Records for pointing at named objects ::

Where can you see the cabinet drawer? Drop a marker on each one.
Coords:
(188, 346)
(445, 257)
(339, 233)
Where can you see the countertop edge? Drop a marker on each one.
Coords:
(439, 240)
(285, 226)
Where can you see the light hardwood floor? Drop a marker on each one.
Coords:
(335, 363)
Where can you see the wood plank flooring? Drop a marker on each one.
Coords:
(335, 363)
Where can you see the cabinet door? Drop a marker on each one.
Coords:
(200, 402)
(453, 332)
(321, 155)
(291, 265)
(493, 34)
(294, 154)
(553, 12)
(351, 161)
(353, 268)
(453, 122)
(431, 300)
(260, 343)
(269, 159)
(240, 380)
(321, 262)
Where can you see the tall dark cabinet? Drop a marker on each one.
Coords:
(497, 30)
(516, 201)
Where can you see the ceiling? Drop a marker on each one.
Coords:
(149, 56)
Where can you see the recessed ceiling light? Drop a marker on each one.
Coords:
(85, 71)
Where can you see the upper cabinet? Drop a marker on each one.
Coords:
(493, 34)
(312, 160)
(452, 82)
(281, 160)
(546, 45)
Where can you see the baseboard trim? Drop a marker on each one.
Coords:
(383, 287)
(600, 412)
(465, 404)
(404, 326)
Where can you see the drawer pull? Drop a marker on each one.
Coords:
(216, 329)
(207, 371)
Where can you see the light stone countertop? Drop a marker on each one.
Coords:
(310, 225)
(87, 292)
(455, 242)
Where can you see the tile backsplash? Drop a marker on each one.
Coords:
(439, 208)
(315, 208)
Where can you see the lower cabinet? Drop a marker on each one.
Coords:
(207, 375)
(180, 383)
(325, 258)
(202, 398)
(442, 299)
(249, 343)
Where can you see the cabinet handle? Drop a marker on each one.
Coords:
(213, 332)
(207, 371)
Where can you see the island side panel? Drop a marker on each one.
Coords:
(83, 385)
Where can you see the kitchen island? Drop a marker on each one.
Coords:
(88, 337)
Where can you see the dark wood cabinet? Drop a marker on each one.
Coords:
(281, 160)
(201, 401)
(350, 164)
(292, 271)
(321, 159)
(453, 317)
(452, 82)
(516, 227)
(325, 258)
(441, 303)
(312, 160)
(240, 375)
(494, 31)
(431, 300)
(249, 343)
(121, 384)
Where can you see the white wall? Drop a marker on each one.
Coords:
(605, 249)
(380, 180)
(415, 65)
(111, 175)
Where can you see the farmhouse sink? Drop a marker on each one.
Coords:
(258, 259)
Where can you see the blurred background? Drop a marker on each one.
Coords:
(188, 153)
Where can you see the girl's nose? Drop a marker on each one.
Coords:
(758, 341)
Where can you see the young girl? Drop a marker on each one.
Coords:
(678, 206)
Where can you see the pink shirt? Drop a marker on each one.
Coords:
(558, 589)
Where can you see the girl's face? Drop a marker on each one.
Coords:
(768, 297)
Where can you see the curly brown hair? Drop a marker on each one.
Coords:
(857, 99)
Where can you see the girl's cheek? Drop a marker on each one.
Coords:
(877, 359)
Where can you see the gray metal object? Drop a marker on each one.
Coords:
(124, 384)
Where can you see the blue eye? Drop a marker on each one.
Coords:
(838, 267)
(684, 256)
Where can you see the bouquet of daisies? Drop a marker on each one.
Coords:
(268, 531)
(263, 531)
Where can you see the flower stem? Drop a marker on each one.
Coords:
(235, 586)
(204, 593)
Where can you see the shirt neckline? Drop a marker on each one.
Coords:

EXERCISE DETAILS :: Copy every line of the records above word for word, without changing anything.

RESULT ::
Where can you see the cabinet drawer? Drop a marker on each one.
Coords:
(188, 346)
(445, 257)
(339, 233)
Where can you see the countertop edge? Drop a marker on each one.
Coords:
(439, 240)
(285, 226)
Where can you see the light hardwood floor? Drop a marker on each one.
Coords:
(335, 363)
Where can you see the wood plank flooring? Drop a marker on each one.
Coords:
(335, 363)
Where can you see the cabinet door? Drop a marker on each one.
Coords:
(200, 402)
(453, 332)
(321, 155)
(291, 265)
(493, 34)
(294, 154)
(553, 12)
(351, 161)
(353, 268)
(453, 122)
(431, 300)
(260, 343)
(269, 159)
(240, 380)
(321, 262)
Where can you see the tall dark cabinet? Drop a marker on each one.
Coords:
(497, 30)
(516, 201)
Where can you see the ceiling? Drop a marker on each one.
Coords:
(149, 56)
Where can you see the recessed ceiling light? Drop a marker on each one.
Coords:
(85, 71)
Where can you see the upper cabinet? Drop a marker on each one.
Coords:
(493, 34)
(312, 160)
(452, 82)
(281, 160)
(546, 45)
Where can you see the baseboard trim? Drop a marker on each one.
Coords:
(383, 287)
(600, 412)
(465, 404)
(404, 326)
Where can you see the drawer pull? Drop a marker on each one.
Coords:
(216, 329)
(207, 371)
Where can you see the light stone countertop? Drop a marker on each one.
Coords:
(310, 225)
(87, 292)
(455, 242)
Where can you see the tile backsplash? Drop a marker on each one.
Coords:
(439, 208)
(315, 208)
Where can you see the lower cabinet? Drop a marker on each one.
Coords:
(207, 375)
(180, 383)
(325, 258)
(202, 398)
(442, 299)
(249, 343)
Where can you see the cabinet handle? Drop a marker on each one.
Coords:
(213, 332)
(207, 371)
Where can you see the island side panel? Drop a marker on each one.
Coords:
(83, 385)
Where can you see the kitchen island? Drop a marker on each one.
Coords:
(88, 337)
Where can you see the dark wood cabinet? Drop a marker on each one.
Coords:
(281, 160)
(201, 401)
(350, 164)
(292, 271)
(321, 159)
(453, 317)
(452, 82)
(516, 227)
(325, 258)
(441, 303)
(312, 160)
(240, 375)
(494, 31)
(431, 300)
(249, 343)
(121, 384)
Where can you see the white wall? Drop a marker on each one.
Coords:
(605, 249)
(380, 180)
(415, 65)
(111, 175)
Where can you see the farmhouse sink? Drop a marker on each one.
Coords:
(258, 259)
Where can you see the blurred background? Drop a marker on each one.
Coords:
(188, 153)
Where can you see the girl's nose? Drop a marker on each one.
Coords:
(758, 341)
Where can you see the young girl? Drop a marker on each one.
Coords:
(678, 206)
Where can you see the pink shirt? Drop a marker on each one.
Coords:
(558, 589)
Where can you see the girl's face? Drop a marker on each one.
Coords:
(768, 297)
Where can you see the curly brown hair? Drop a marker on each one.
Coords:
(857, 99)
Where can you see the girl's cheek? Drop a marker on each one.
Coords:
(877, 359)
Where can you see the gray metal object? Drop a marker on each one.
Coords:
(124, 384)
Where can you see the blue eye? Drop a marker on each one.
Coords:
(838, 267)
(684, 256)
Where can you see the bouquet of daisies? Drop a marker on each one.
Coords:
(268, 531)
(263, 531)
Where can you see the flower stem? Drop a marker on each one.
Coords:
(235, 586)
(204, 593)
Where can you see the shirt neckline? Drop a marker on each one.
Coords:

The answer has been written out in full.